- [Exercise details]: Reproduce the items verbatim, starting at the line that contains "Tag any visible man in black polo shirt in" and continuing through the final line of the items.

- [Input material]:
■ ■ ■ ■ ■ ■ ■

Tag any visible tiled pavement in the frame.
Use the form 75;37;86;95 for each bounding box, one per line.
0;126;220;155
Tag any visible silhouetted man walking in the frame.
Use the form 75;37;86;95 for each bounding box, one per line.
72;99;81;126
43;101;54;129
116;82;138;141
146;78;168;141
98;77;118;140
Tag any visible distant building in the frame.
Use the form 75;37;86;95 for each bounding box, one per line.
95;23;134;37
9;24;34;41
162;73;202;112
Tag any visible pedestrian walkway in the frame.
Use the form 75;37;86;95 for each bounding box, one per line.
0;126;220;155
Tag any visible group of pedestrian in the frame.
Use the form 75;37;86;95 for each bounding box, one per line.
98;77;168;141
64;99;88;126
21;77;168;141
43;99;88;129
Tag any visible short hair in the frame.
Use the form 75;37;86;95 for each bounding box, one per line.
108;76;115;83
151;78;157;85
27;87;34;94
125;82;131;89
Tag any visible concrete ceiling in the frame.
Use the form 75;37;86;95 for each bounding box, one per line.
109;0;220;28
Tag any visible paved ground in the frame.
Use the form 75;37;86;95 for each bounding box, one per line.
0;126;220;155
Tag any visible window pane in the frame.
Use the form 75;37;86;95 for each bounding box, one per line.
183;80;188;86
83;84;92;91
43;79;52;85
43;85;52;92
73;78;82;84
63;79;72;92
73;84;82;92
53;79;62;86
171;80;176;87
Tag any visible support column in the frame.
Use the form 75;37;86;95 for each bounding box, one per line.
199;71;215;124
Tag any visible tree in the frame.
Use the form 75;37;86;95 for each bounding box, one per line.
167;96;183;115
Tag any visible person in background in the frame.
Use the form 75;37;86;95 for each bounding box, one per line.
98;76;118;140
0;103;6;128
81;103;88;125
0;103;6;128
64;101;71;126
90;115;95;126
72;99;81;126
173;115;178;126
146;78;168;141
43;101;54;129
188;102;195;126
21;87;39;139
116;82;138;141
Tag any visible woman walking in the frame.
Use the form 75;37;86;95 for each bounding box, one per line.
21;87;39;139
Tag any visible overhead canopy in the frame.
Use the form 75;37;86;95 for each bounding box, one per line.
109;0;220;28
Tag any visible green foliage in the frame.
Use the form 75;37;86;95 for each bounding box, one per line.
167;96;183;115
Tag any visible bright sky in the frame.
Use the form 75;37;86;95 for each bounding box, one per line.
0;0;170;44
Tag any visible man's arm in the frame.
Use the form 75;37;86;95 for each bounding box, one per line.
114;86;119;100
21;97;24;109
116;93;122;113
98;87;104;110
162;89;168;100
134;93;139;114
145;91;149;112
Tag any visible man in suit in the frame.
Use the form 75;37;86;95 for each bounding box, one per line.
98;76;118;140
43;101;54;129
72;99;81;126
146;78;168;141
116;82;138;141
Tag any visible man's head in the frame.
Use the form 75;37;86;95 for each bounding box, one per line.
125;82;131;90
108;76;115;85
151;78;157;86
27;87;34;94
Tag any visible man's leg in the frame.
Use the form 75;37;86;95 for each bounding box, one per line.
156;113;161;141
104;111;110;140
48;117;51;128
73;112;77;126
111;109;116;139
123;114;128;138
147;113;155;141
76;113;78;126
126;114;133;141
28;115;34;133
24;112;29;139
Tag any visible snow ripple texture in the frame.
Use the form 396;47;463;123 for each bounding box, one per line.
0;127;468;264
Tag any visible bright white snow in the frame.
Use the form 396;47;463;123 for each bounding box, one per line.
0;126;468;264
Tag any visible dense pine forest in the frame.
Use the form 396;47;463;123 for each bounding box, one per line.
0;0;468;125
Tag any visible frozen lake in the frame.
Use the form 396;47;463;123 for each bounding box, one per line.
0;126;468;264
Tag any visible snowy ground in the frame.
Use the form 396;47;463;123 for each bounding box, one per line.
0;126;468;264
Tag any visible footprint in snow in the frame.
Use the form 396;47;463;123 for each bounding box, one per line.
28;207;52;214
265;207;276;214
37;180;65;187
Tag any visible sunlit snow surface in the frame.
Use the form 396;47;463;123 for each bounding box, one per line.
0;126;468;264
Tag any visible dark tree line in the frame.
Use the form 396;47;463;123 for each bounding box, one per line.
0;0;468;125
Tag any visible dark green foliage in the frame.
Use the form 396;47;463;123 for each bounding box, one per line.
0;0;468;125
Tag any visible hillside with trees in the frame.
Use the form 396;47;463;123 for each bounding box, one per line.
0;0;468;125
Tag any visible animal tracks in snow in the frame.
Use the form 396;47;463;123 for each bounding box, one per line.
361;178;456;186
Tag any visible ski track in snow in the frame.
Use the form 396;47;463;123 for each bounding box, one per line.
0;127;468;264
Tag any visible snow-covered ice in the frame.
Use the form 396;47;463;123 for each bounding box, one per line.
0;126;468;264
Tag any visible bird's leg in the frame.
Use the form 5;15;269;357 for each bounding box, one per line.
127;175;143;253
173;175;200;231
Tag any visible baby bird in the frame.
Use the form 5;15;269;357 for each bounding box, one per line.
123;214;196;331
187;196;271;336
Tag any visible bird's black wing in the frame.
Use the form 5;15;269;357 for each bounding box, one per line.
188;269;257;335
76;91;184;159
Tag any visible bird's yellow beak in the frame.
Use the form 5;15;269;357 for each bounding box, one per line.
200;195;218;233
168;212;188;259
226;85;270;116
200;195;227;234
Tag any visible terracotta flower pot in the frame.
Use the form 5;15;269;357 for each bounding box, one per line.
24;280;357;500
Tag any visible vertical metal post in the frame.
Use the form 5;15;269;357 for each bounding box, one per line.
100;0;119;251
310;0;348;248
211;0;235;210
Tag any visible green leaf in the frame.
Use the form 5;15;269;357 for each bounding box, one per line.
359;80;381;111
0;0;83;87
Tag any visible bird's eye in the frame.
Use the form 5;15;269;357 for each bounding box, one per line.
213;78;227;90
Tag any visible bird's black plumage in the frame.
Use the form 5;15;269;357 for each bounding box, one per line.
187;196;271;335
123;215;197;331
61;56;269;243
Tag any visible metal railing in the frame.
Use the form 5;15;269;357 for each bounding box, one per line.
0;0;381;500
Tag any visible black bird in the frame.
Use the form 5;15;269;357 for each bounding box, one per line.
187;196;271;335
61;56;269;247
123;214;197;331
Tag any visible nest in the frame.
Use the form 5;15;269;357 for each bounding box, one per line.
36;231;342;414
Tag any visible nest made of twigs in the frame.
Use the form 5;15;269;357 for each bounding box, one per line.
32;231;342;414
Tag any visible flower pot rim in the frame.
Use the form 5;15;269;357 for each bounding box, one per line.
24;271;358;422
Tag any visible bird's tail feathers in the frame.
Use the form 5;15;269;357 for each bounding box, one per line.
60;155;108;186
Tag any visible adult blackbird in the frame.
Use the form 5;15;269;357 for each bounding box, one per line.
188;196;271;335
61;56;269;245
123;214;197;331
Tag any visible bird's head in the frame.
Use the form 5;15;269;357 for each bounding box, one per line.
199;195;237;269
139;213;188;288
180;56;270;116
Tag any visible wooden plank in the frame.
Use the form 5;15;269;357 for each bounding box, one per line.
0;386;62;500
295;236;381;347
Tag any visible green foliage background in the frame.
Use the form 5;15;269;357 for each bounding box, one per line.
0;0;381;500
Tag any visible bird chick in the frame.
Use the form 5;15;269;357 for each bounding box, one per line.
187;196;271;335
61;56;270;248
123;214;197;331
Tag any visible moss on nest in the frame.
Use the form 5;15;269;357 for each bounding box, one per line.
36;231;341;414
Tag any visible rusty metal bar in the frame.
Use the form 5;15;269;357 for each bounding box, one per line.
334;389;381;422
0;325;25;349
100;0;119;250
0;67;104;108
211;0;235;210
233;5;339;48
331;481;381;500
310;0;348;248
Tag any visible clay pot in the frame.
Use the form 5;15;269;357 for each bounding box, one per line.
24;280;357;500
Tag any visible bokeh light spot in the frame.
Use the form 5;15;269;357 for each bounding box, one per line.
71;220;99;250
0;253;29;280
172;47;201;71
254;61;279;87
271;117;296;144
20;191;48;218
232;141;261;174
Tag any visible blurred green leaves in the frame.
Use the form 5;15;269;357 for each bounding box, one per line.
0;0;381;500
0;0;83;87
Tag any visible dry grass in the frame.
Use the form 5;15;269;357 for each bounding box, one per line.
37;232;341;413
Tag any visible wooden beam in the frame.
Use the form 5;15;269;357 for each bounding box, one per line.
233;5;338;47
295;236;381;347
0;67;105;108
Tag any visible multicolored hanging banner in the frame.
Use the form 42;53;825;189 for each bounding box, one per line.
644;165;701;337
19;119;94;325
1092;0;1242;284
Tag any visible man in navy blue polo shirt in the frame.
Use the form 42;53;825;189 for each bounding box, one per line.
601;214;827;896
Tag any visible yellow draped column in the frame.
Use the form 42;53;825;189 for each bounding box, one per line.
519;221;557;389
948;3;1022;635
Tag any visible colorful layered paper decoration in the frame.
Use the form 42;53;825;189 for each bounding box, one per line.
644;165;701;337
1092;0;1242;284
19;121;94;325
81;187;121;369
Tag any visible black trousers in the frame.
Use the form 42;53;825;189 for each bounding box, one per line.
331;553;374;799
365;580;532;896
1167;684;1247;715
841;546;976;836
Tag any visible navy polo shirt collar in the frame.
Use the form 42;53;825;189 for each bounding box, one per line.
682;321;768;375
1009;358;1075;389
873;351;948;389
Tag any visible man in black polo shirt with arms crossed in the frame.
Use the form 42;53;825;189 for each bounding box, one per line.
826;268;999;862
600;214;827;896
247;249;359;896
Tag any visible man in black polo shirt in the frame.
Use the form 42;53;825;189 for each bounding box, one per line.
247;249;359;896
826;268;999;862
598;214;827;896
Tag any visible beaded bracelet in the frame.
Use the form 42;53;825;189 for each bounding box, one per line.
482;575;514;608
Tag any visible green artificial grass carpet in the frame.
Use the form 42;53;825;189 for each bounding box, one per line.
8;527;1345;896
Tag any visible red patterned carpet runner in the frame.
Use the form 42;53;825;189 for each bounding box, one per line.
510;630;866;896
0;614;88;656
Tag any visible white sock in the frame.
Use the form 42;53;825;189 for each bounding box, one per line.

■ ■ ■ ■ ■ ■ ■

- [Completed exercise]:
Tag any visible man in black polo shirt in the frame.
Use the form 42;53;825;189 for each bounding box, one per line.
247;249;359;896
826;268;999;862
598;214;827;896
Tag any visible beaded bracelet in the frame.
Use the form 42;53;825;189 for each bounding box, one per line.
482;575;514;608
Tag any visible green artificial grass carpet in the frame.
Use the form 42;53;825;189 for each bounding box, one per line.
8;527;1345;896
Tag any visible red patterned carpet runner in the frame.
Use the form 42;53;825;189 for each bounding box, one per line.
510;630;866;896
0;614;88;656
Tag any visible white sock in the frame.
Use the form 42;53;825;189 for each bounding box, one per line.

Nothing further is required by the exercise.